WHAT THIS TASK INVOLVES:
Give the rows below, from the line containing "Could you point at the wine" through the last line, as a JSON list of strings with one string per line and no blank lines.

ROWS:
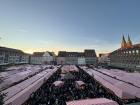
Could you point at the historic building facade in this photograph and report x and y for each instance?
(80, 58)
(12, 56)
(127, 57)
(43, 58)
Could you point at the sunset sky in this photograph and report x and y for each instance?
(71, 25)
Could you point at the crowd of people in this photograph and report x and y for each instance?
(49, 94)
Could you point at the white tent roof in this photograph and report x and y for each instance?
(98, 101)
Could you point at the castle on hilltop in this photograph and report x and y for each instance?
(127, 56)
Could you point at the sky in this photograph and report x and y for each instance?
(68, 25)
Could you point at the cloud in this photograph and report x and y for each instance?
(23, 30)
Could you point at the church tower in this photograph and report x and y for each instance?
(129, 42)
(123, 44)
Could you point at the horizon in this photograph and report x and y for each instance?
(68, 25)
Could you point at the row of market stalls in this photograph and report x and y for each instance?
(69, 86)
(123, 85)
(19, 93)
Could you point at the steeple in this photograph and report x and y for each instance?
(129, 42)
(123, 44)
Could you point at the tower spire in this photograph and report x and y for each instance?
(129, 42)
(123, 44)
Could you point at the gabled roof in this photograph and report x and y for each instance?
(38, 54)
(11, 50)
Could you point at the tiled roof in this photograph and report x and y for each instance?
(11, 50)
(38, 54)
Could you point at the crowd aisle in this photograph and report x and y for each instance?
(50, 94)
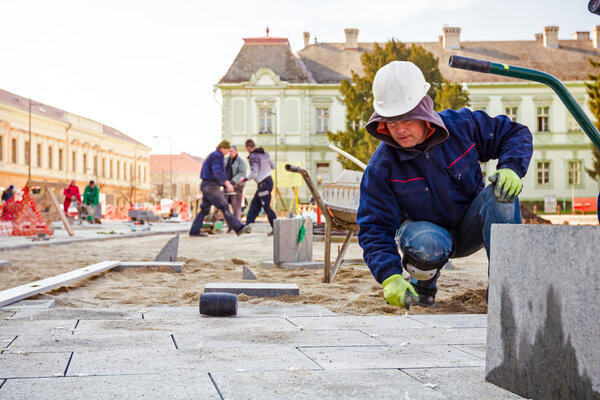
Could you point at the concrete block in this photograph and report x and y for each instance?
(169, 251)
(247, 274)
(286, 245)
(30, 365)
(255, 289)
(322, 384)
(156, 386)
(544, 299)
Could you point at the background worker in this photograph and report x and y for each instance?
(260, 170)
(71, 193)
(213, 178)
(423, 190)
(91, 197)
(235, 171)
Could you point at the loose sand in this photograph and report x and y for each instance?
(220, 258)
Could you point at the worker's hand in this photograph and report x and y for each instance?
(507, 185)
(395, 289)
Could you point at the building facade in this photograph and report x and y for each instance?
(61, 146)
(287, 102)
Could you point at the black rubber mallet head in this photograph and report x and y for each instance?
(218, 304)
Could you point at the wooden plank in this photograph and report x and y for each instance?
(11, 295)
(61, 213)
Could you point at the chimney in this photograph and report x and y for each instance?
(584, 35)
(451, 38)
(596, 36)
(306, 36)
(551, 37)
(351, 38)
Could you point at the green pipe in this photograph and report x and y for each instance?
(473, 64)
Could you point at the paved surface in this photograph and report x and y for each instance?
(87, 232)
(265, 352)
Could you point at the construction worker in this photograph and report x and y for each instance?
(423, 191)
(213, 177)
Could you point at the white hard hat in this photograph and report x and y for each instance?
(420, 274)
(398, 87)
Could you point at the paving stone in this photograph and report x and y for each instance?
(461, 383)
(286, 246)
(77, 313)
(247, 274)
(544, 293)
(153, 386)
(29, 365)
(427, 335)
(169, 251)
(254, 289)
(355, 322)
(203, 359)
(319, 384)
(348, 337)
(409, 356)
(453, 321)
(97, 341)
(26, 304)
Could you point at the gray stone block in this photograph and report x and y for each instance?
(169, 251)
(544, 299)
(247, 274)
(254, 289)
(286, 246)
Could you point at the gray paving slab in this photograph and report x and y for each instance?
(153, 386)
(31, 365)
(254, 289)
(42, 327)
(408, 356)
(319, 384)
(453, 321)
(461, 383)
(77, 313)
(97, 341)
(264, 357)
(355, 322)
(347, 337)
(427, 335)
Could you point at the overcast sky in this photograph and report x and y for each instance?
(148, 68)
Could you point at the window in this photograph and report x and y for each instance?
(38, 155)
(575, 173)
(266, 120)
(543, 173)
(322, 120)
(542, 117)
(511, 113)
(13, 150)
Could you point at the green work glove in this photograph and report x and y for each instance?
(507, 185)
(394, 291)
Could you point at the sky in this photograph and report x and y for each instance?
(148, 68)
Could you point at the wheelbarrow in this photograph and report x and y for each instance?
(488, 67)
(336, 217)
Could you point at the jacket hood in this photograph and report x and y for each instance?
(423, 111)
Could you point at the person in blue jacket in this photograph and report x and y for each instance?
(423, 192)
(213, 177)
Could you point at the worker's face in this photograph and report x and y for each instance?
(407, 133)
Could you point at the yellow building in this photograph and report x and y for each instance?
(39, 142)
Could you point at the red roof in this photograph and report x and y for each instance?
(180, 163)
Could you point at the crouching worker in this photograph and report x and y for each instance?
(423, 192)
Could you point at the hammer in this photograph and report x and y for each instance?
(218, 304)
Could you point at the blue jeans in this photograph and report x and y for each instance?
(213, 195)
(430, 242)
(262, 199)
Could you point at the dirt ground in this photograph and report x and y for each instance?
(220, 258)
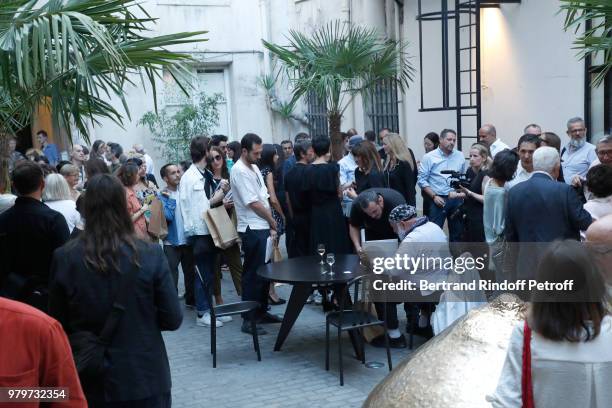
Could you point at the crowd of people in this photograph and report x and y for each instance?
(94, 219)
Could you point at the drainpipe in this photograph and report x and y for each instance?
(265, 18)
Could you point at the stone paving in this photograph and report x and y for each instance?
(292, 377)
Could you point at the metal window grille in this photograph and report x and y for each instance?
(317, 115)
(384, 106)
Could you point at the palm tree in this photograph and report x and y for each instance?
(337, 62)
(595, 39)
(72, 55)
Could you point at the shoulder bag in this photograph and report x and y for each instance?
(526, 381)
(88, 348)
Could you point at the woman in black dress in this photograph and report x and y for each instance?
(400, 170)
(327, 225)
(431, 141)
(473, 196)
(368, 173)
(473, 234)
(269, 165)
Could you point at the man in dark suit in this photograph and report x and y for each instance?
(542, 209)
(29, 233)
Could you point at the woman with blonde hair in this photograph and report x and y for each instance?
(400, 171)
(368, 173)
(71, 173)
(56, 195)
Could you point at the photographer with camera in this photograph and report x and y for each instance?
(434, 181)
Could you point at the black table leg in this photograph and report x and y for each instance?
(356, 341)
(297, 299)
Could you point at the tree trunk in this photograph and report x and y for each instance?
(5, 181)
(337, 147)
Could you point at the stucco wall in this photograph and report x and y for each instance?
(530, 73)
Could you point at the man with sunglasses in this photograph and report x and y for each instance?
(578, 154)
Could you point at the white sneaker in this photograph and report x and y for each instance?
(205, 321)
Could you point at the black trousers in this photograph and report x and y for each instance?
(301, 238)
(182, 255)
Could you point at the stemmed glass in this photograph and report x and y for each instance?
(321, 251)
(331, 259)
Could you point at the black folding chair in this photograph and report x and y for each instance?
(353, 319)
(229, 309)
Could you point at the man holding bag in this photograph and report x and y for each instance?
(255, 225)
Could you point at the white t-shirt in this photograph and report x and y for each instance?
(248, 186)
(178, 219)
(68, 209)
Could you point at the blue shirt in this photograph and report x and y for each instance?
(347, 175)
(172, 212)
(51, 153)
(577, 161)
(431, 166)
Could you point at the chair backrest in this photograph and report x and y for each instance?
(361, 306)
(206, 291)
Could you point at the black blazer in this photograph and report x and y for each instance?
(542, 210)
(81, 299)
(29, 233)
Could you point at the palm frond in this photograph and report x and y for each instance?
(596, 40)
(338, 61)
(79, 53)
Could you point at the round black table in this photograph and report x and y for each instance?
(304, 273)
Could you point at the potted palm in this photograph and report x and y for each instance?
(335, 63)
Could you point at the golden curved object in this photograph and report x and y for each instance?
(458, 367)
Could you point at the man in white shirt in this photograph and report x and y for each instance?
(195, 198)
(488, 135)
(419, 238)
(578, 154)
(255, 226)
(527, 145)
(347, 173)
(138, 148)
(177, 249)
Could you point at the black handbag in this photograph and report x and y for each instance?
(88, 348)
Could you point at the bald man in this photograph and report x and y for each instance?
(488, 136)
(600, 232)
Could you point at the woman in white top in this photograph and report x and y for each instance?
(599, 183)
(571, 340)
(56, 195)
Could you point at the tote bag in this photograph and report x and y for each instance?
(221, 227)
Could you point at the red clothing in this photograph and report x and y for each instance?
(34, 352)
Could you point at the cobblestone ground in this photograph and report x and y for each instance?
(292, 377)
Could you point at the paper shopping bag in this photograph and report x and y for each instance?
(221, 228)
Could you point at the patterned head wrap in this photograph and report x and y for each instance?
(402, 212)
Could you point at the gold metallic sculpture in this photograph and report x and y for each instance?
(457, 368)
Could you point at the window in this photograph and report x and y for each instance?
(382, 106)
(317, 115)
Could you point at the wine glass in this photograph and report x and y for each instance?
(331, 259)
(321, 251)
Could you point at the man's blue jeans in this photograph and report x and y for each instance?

FULL RESPONSE:
[
  "Could you point at the wine glass in this photograph and report x and y for each instance?",
  "(331, 259)",
  "(321, 251)",
  "Could you point at the man's blue jeans in this photograph and report x and y for each instance?"
]